The tasks:
[A] Return the passage of the forum thread on orbit simulation starting at "Now MAXIMA tells" and ending at "division by zero.", copied word for word.
[B] In the forum thread on orbit simulation, where does Carl suspect another error lies?

Text:
◇ ◇ ◇ ◇

These numbers simulate to give [more] reasonable orbits. (I have not yet released the updated Java as I expect MAXIMA to succeed in factoring the equations and simplifying the DE to get it into rational form.) But I think that there is yet another error. My suspicion is in the form of the Painleve metric; I will check that next.

And I realized that I can't expect the orbits to match relativity exactly as the initial velocities need to be adjusted. I think I should include this.

Carl

Last edited: Sep 13, 2006
4. Sep 13, 2006

### pervect

Staff Emeritus
Chris Hilbert (CH) has taken an interest in this thread, and has posted some comments on it on my Wikipedia talk page. It's still unclear if CH will be joining PF, though I'm hoping he will - he apparently has some privacy concerns.

In the meantime, his (CH) comments are available at http://en.wikipedia.org/wiki/User_talk:Pervect

5. Sep 14, 2006

### CarlB

pervect,

I can't get the above equations to make decent orbits. They look vaguely relativistic but they don't conserve energy (gasp). They tend to spiral into the center, even when they have way more than enough angular momentum to avoid that fate.

Furthemore, the equations don't reduce like I expect them to. The conversion from polar to Cartesian should be something like this:

$$\begin{array}{rcl} \ddot{x} &=& d(d(r\cos(\theta))/dt)/dt \\ &=& d(\cos(\theta)\dot{r}-r\sin(\theta)\dot{\theta})/dt\\ &=& \cos(\theta)\ddot{r}-r\sin(\theta)\ddot{\theta} -2\sin(\theta)\dot{r}\dot{\theta}-\cos(\theta)(\dot{\theta})^2\\ &=& \frac{x\ddot{r}}{r}-y\ddot{\theta} -2\frac{y\dot{r}\dot{\theta}}{r}-\frac{x(\dot{\theta})^2}{r}\\ &=&(x\ddot{r} -yr\ddot{\theta}-2y\dot{r}\dot{\theta}-x(\dot{\theta})^2)/r \end{array}$$

and

$$\begin{array}{rcl} \dot{x} &=& \cos(\theta)\dot{r} -r\sin(\theta)\dot{\theta})\\ &=&(x\dot{r}-yr\dot{\theta})/r \end{array}$$

and one sees that the Cartesian version of the equations of motion should have a few more power of r in the denominator but be otherwise no more complicated than the Polar coordinate version.

Now MAXIMA tells me that the forms I have for numerator and denominator do not divide like this. And I'm fairly sure that this is the case. But on the other hand, some of the orbits that the computer produces look a lot like a division by zero.

Carl

Last edited: Sep 14, 2006

◇ ◇ ◇ ◇

Image entries on named regions
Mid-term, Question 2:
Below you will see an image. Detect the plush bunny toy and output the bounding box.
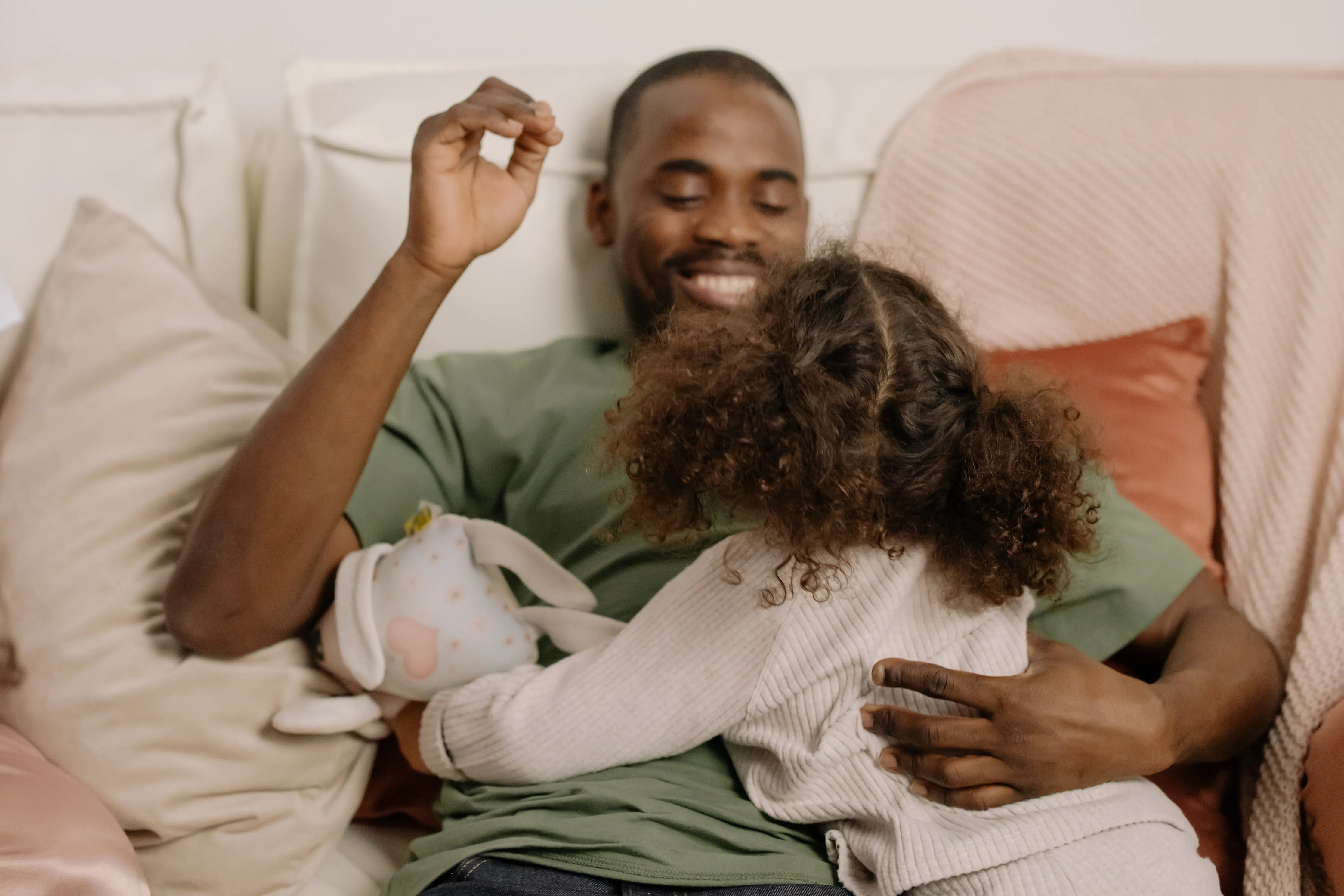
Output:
[271,504,625,739]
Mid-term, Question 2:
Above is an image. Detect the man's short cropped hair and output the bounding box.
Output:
[606,50,797,175]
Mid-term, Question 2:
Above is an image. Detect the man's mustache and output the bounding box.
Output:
[663,246,770,270]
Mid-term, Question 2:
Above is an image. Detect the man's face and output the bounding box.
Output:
[587,75,808,330]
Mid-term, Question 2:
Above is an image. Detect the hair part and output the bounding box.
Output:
[606,50,797,176]
[606,249,1098,603]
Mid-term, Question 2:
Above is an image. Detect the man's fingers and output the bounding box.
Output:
[508,128,564,191]
[859,704,995,754]
[882,747,1012,789]
[415,93,559,154]
[910,780,1025,811]
[872,658,999,712]
[476,75,532,102]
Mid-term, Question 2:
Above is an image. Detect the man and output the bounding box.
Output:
[165,51,1282,895]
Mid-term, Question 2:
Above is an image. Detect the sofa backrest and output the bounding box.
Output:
[257,62,944,356]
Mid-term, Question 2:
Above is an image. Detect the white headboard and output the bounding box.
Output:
[0,0,1344,140]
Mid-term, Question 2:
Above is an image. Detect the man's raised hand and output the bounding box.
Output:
[402,78,563,282]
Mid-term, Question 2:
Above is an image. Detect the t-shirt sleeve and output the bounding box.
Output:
[1030,471,1204,660]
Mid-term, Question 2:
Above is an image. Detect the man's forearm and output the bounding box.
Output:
[1153,602,1284,763]
[165,251,456,656]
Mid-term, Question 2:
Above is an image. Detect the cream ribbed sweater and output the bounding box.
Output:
[421,532,1187,896]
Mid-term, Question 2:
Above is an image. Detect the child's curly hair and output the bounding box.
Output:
[606,250,1098,603]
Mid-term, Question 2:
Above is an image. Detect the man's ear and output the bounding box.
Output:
[583,177,616,249]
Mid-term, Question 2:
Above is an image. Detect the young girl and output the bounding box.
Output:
[408,252,1219,896]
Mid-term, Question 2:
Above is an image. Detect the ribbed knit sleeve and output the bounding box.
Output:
[421,533,789,784]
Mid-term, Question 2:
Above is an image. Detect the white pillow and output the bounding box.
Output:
[257,62,944,356]
[0,69,247,395]
[0,200,372,896]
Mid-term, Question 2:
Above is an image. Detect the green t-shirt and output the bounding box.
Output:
[347,338,1200,896]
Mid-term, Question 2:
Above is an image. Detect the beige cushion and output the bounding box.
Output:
[0,66,247,394]
[0,200,372,896]
[257,62,946,357]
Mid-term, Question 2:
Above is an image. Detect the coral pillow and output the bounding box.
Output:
[0,200,374,896]
[985,317,1244,893]
[0,720,149,896]
[985,317,1222,575]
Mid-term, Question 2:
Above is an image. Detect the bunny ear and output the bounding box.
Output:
[462,520,597,610]
[335,544,392,691]
[513,607,625,653]
[270,693,383,735]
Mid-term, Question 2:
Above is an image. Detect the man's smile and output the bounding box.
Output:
[671,258,762,307]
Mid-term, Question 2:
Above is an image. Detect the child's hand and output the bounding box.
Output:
[392,701,434,775]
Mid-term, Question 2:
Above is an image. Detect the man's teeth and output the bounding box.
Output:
[691,274,755,295]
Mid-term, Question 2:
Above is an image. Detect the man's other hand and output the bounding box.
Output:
[861,634,1175,809]
[402,78,563,282]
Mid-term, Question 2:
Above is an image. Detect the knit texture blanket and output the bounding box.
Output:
[857,52,1344,896]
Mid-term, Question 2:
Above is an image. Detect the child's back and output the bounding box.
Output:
[422,252,1218,896]
[709,535,1219,896]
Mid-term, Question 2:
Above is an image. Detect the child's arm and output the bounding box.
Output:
[419,536,788,783]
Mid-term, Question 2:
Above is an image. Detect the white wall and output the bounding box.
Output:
[0,0,1344,144]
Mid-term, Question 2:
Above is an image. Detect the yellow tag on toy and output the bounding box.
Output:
[402,498,443,539]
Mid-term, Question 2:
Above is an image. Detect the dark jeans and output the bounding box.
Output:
[421,858,849,896]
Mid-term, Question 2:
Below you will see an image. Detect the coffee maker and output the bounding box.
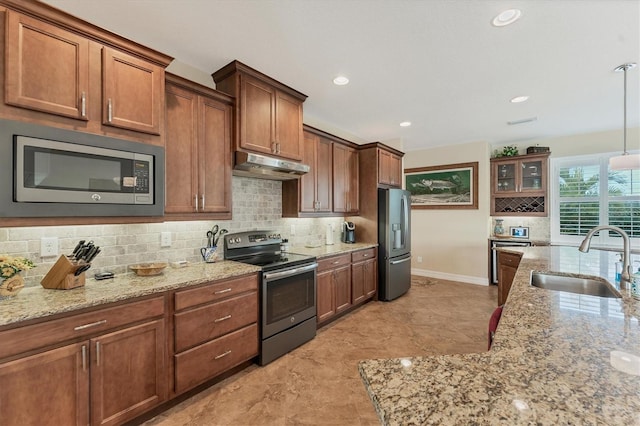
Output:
[342,222,356,244]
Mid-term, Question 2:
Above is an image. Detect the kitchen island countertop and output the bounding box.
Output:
[0,261,260,327]
[359,246,640,425]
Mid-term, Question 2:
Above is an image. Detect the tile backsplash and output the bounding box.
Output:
[0,176,343,286]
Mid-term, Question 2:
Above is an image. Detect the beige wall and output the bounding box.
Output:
[404,142,491,284]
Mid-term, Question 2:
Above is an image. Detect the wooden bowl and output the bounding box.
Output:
[129,263,167,277]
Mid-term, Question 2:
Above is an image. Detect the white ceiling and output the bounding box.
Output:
[45,0,640,151]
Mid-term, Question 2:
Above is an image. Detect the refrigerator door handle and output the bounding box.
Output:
[389,256,411,265]
[402,195,409,247]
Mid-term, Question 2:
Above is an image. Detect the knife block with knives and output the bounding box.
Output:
[40,255,91,290]
[40,240,101,290]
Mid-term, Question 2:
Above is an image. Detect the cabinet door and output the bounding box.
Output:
[198,97,232,213]
[91,320,167,425]
[520,160,547,192]
[316,138,333,212]
[5,10,89,120]
[0,343,89,426]
[333,265,352,313]
[378,149,391,185]
[300,133,319,213]
[351,262,365,305]
[164,83,200,213]
[275,91,304,160]
[389,154,402,188]
[363,259,378,298]
[102,47,165,135]
[346,148,360,214]
[316,271,336,322]
[333,143,349,213]
[239,75,275,154]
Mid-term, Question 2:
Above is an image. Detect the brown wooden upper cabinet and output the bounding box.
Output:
[491,153,550,216]
[5,10,89,120]
[282,130,333,217]
[213,61,307,161]
[102,47,164,134]
[165,73,233,220]
[0,1,172,144]
[378,148,402,188]
[333,143,360,214]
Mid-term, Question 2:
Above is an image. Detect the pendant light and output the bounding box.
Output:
[609,62,640,170]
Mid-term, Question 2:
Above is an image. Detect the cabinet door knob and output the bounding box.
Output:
[107,98,113,123]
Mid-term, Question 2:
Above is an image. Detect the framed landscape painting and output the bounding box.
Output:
[404,161,478,209]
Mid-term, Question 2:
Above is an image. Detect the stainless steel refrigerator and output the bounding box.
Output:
[378,188,411,300]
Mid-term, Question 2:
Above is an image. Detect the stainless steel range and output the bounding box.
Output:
[224,231,318,365]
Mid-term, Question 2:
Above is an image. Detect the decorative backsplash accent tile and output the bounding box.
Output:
[0,176,343,286]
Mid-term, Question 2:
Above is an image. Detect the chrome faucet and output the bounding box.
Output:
[578,225,631,286]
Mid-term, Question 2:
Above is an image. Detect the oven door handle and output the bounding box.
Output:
[263,263,318,281]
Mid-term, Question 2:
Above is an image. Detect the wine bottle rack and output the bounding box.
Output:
[493,196,546,216]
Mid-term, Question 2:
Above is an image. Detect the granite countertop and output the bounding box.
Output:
[359,246,640,425]
[289,242,378,259]
[0,261,260,327]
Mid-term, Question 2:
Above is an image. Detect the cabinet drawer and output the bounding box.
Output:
[498,251,521,267]
[175,292,258,352]
[175,275,258,311]
[351,248,376,263]
[318,253,351,272]
[174,324,258,393]
[0,296,164,359]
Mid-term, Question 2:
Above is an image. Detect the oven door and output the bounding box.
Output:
[262,263,318,339]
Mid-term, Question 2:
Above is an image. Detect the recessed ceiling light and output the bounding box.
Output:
[507,117,538,126]
[333,75,349,86]
[491,9,522,27]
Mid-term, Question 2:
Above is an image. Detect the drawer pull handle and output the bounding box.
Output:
[213,350,231,359]
[73,320,107,331]
[82,345,87,371]
[213,314,231,322]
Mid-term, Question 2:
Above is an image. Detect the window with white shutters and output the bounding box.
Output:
[550,154,640,247]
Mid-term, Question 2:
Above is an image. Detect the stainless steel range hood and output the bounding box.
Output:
[233,151,311,180]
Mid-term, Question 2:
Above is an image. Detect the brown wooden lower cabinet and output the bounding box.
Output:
[0,298,167,426]
[316,248,378,324]
[0,342,89,426]
[498,251,522,306]
[173,274,259,394]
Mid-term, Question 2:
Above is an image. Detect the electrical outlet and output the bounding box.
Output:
[160,231,171,247]
[40,237,58,257]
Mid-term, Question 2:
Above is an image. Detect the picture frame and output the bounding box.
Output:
[404,161,478,209]
[509,226,529,238]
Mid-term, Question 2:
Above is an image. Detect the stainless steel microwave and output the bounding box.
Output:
[0,121,164,217]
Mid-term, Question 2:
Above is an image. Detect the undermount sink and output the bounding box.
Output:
[530,271,621,298]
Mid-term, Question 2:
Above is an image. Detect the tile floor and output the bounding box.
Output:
[144,277,497,426]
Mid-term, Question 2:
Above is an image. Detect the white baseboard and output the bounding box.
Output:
[411,268,489,286]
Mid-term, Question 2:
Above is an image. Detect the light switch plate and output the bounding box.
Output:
[160,231,171,247]
[40,237,58,257]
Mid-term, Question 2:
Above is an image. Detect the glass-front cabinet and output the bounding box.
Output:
[491,152,550,216]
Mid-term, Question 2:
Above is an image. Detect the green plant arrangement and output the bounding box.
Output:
[0,255,36,280]
[493,145,518,158]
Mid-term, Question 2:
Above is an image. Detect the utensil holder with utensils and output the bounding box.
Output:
[40,255,91,290]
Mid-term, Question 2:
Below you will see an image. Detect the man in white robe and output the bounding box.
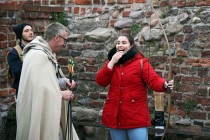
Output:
[16,23,79,140]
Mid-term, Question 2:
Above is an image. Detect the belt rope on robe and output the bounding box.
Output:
[65,59,74,140]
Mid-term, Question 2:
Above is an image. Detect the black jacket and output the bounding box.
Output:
[7,44,24,93]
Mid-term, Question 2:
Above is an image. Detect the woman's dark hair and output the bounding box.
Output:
[119,34,144,57]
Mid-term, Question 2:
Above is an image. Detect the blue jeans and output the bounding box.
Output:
[109,127,148,140]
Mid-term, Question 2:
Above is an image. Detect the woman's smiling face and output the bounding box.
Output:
[116,36,132,54]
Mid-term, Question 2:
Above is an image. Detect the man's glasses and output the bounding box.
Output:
[59,35,68,46]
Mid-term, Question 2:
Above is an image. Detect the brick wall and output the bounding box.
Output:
[0,0,210,138]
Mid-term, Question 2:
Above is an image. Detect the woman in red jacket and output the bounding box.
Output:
[96,34,174,140]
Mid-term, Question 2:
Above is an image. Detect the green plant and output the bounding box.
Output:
[52,12,68,26]
[184,99,197,114]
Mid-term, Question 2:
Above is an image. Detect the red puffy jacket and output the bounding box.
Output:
[96,54,165,128]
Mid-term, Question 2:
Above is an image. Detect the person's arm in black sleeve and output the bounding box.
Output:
[7,49,23,79]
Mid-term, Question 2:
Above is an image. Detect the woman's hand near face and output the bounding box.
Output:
[107,51,124,69]
[66,78,76,89]
[61,90,74,101]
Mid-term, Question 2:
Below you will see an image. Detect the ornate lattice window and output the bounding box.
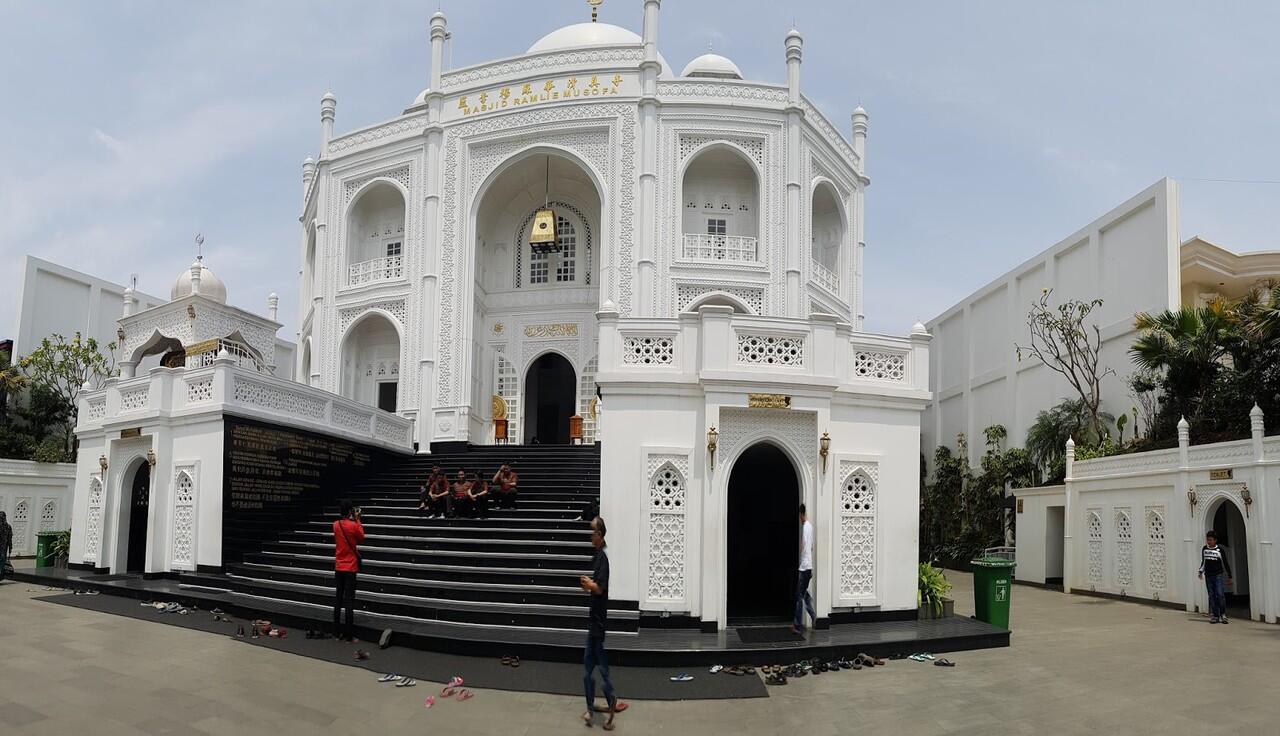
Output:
[1115,508,1133,588]
[649,462,685,600]
[493,356,520,436]
[622,335,676,365]
[840,467,876,598]
[737,333,804,366]
[1147,506,1169,591]
[577,358,599,444]
[1084,511,1102,585]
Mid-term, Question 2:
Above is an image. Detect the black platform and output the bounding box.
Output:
[14,568,1010,667]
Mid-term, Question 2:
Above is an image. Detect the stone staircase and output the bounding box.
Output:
[182,445,640,632]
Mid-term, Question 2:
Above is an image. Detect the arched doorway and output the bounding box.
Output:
[726,442,800,625]
[525,353,577,444]
[340,311,401,412]
[124,462,151,572]
[1206,498,1249,618]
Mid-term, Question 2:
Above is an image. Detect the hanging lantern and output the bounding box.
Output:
[529,207,557,253]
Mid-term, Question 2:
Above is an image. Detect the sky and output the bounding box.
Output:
[0,0,1280,339]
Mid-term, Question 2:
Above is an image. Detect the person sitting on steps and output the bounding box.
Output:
[417,466,440,516]
[493,462,520,508]
[467,474,489,518]
[449,468,471,518]
[426,467,449,518]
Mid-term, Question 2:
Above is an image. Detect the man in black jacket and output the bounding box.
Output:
[1199,530,1231,623]
[579,517,618,731]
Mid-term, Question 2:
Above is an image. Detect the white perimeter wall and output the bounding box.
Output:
[923,179,1180,463]
[0,460,76,557]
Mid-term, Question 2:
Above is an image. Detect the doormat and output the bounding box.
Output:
[737,626,804,644]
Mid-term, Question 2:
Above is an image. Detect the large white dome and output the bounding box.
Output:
[169,264,227,305]
[680,54,742,79]
[526,23,672,77]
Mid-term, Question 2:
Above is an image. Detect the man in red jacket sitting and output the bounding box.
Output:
[333,499,365,641]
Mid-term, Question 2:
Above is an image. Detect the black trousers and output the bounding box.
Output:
[333,571,356,640]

◇ ◇ ◇ ◇

Responses:
[A]
Now MAXIMA tells me that the forms I have for numerator and denominator do not divide like this. And I'm fairly sure that this is the case. But on the other hand, some of the orbits that the computer produces look a lot like a division by zero.

[B] In the form of the Painleve metric.